**What the task asks**
Rewrite the entire listing below as a numbered list, one line per number, skipping any blank lines and leaving the picture out.

· · · · · · ·

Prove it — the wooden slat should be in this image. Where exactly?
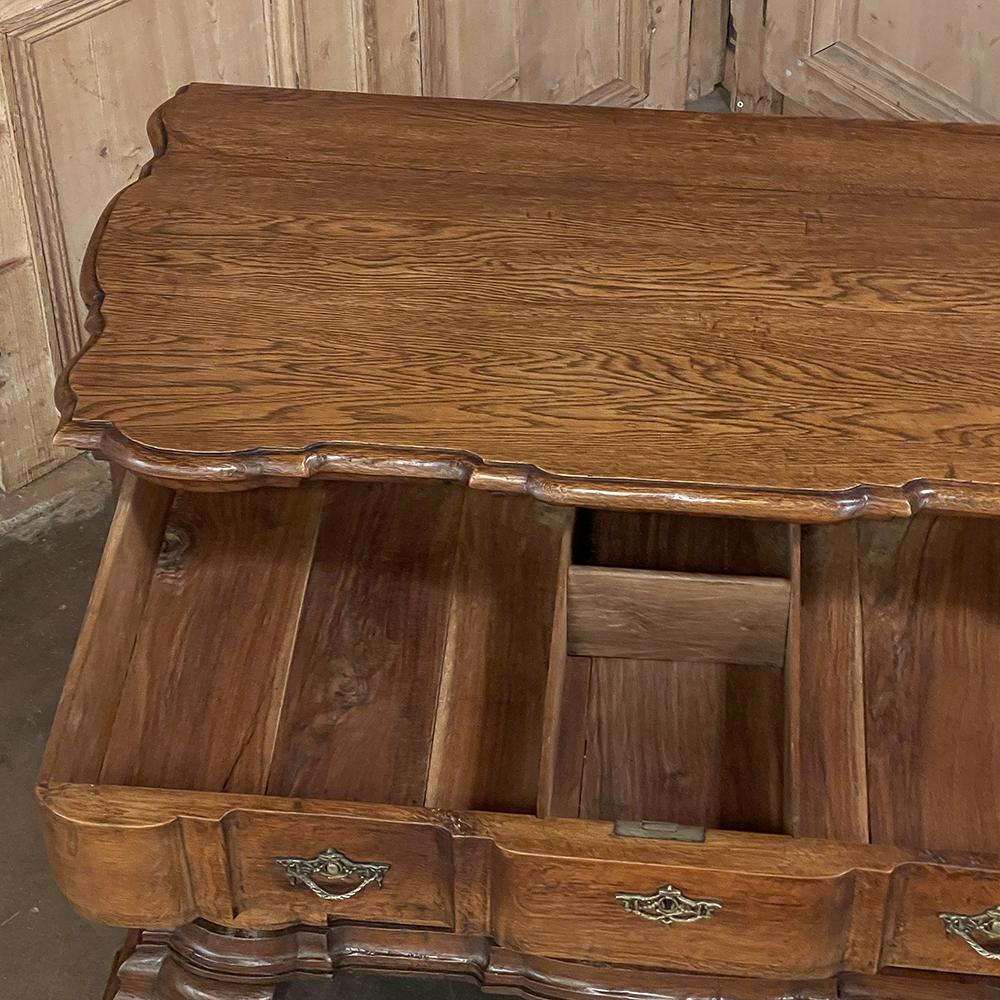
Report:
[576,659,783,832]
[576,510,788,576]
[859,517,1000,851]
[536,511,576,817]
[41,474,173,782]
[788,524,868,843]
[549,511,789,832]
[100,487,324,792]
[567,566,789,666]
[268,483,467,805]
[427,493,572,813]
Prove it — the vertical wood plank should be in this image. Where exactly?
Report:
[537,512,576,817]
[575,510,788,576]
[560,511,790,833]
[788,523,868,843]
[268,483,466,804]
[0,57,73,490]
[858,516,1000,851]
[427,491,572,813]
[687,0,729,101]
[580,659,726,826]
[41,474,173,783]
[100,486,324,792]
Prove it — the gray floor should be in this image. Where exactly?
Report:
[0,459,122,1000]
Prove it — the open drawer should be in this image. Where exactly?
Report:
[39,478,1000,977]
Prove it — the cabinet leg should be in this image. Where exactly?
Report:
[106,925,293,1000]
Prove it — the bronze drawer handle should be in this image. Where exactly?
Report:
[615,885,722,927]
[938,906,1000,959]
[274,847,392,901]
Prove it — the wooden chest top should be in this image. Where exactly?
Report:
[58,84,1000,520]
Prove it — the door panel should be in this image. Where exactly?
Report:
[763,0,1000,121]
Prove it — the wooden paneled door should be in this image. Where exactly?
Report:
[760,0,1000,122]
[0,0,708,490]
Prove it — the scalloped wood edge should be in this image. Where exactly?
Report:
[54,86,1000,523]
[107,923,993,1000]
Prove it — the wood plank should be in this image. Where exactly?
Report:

· · · · · · ·

**Solution for this task**
1. Prove it — the wooden slat should be in this image. Where exactly?
2. Report:
3. [576,659,783,832]
4. [576,510,788,576]
5. [859,517,1000,851]
6. [536,511,576,817]
7. [41,474,173,782]
8. [788,524,868,843]
9. [549,511,789,832]
10. [100,487,324,792]
11. [567,566,789,666]
12. [268,483,467,805]
13. [427,493,572,813]
14. Prove it — the vertical wood plank should be in this image. Where exactly?
15. Report:
16. [537,512,576,817]
17. [575,510,788,576]
18. [560,511,790,833]
19. [788,523,868,843]
20. [268,483,466,804]
21. [0,57,73,490]
22. [858,516,1000,851]
23. [427,491,572,813]
24. [687,0,729,101]
25. [580,659,726,826]
26. [41,474,173,783]
27. [100,486,324,792]
28. Prove it — the gray floor should be in this image. Where exactly?
29. Report:
30. [0,459,122,1000]
31. Prove it — the open drawer should be in this image. Where exactly?
32. Report:
33. [39,478,1000,977]
34. Prove it — the cabinet leg should be in this image. Where exactly?
35. Report:
36. [106,925,293,1000]
37. Prove it — the bronze drawer handle should be in this image. Where exactly?
38. Report:
39. [615,885,722,927]
40. [938,906,1000,959]
41. [274,847,392,901]
42. Prove it — the wooden chest top should be in this image. Where exactly?
43. Report:
44. [58,84,1000,520]
45. Prove it — the door panel should be in this image. Where exactly?
46. Report:
47. [763,0,1000,121]
48. Prove it — the wooden paneled door should be in this image. Where exactly?
49. Report:
50. [760,0,1000,122]
51. [0,0,708,490]
52. Prove it — the scalloped wood edge should be in this image. Where exactly?
53. Report:
54. [54,86,1000,523]
55. [107,923,993,1000]
56. Prove it — the wood plank should be in this image. Where exactly?
57. Report:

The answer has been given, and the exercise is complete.